::: Items :::

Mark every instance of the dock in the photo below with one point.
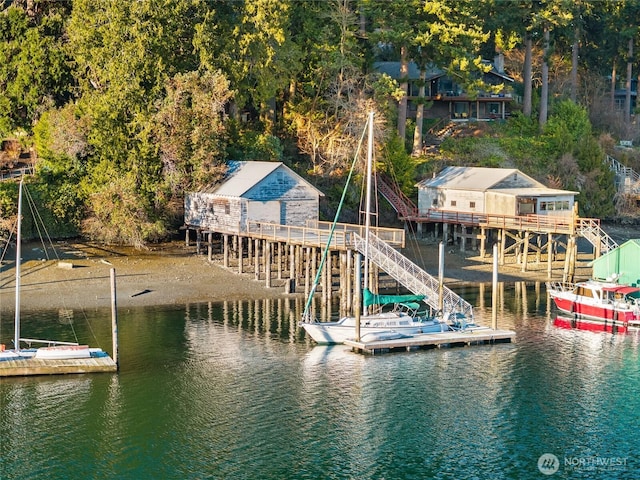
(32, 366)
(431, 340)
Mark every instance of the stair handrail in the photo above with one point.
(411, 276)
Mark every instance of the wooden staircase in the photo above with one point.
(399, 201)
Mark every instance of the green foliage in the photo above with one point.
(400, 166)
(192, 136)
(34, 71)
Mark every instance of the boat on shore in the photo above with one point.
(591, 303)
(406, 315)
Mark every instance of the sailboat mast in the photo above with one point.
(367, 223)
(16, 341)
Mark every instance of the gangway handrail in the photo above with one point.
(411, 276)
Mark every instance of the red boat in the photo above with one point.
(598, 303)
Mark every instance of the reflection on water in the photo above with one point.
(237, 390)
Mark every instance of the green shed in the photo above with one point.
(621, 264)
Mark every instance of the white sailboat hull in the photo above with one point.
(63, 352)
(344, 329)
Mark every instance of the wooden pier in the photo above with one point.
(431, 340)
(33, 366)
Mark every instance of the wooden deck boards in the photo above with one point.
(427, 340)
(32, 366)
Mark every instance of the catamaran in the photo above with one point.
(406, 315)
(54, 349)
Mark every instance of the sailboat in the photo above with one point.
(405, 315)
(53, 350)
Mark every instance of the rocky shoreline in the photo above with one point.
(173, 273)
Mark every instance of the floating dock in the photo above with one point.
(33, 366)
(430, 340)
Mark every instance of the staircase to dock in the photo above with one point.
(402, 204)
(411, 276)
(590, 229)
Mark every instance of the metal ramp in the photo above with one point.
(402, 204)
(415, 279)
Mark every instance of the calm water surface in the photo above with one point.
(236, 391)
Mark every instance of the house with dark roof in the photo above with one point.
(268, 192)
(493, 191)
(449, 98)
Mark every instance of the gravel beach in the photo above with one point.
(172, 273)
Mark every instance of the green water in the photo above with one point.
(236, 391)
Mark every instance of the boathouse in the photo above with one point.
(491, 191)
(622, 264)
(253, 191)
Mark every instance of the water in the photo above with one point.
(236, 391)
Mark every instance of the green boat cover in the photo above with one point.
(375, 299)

:::
::: Items :::

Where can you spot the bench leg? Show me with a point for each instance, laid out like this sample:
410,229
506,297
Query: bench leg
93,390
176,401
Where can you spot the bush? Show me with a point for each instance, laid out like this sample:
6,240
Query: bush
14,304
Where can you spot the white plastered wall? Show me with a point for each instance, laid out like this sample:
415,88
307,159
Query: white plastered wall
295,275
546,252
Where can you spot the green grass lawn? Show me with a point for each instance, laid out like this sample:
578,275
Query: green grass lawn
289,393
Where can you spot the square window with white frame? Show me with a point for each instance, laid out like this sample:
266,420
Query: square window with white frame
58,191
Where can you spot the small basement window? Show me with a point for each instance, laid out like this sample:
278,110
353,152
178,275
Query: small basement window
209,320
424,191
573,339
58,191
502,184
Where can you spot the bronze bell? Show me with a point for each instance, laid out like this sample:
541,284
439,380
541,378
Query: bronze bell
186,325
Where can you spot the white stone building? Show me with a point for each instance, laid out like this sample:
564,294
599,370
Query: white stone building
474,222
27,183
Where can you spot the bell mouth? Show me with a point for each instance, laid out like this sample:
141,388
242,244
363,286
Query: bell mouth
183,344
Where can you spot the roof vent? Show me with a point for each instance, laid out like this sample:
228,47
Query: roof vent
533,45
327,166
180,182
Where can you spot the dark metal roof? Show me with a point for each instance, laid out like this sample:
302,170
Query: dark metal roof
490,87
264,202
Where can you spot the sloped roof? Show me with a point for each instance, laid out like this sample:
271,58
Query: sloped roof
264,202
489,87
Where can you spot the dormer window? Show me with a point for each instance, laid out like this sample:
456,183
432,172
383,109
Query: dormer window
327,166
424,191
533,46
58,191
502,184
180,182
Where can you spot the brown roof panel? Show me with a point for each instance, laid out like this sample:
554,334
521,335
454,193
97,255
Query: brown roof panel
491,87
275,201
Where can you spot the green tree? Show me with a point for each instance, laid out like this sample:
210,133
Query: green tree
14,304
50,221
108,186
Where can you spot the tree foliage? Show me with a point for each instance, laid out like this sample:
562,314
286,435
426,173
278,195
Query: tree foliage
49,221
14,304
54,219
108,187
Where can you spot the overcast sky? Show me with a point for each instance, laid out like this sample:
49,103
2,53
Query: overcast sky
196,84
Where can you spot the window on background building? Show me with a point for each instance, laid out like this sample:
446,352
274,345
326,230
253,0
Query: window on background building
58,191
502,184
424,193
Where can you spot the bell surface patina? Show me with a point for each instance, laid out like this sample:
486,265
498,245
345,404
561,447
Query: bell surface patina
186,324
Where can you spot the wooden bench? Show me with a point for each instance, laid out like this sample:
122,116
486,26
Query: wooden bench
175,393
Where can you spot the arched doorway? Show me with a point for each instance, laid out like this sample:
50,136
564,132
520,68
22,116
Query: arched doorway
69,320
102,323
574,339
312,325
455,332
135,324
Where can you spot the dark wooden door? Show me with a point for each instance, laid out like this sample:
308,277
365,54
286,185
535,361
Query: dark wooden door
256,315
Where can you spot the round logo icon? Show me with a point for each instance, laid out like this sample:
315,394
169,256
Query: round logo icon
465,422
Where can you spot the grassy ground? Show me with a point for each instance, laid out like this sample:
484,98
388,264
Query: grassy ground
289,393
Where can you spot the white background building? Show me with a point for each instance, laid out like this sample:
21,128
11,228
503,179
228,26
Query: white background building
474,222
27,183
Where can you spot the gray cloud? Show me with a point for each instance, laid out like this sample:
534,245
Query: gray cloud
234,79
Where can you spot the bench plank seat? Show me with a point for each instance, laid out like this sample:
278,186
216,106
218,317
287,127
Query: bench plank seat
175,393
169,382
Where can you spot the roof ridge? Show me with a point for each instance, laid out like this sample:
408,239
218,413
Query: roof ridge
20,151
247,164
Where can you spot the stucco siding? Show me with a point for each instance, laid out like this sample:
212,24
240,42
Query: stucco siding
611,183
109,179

:::

- The exercise: Identify each line above that contains the string "metal" and copy it out. Matching is case-sensitive.

- Exercise output:
Mark every instance of the metal ramp in the photo above with one point.
Where can you spot the dark metal roof? Show me with a point for each instance, laid out like this sample:
Query: dark metal roof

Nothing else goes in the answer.